> **Data for this exercise**
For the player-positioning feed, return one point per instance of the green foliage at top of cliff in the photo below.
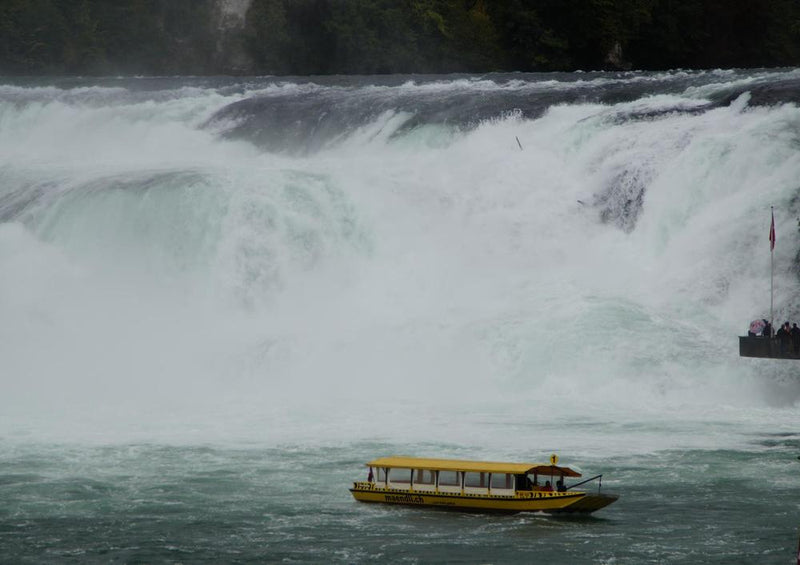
(304, 37)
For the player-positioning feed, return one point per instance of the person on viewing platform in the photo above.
(784, 337)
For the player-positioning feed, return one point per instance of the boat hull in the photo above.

> **Directions**
Rewrite every one of the records above in full, multiplying each coordinate in the answers by 0.4 and rounding to the nearest whole number, with halves rounded up. Leave the pictures out of your version.

> **Result of the task**
For the player-positioning feed, return one point per instance of the green foliage at top of cliff in the photo below.
(122, 15)
For the player-positioning feed, return one point per instance of the person on viewing platform in the photo above.
(314, 135)
For the player-positioning feed, return one point per instance of the boat hull in the photo above.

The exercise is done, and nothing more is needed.